**PROBLEM TO WORK ON**. In the mailing-list message below, at what rate is the pseudo random sequence DMA'd into main memory for testing?

**PAGE**.
------------------------------------------------------------
Thread (6 messages) 6 messages, 2 authors, 2006-11-27

Re: PPC440GX ethernet oddities

From: Eugene Surovegin <hidden>
Date: 2006-11-27 04:25:57

On Sun, Nov 26, 2006 at 08:05:49PM -0800, Jeff Mock wrote:
I'm having a slightly strange behavior with PPC440GX ethernet, I'm
looking for a little advice where I can poke around to see what's going on.

I have a custom 440GX board, I use the two RGMII gigabit interfaces to
two Vistesse PHYs.  This works nicely.
What is the CPU clock speed?
The board has a large FPGA signal processor that is DMA'ing data into
main memory, the PPC sends data from main memory out the ethernet
interfaces.  This all works well.  For testing purposes I'm DMA'ing a
pseudo random sequence at 80MB/s, sending this over ethernet on a TCP
socket to a server machine and checking the sequence at the receiving
end. 
Could you elaborate a little here. Is it a user-space program or some 
kernel mode code which does the copying?
------------------------------------------------------------
**INFORMATION SUPPLIED**.
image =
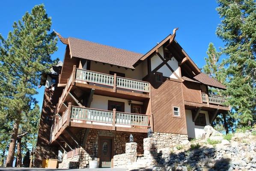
------------------------------------------------------------
**RESPONSE**. 80MB/s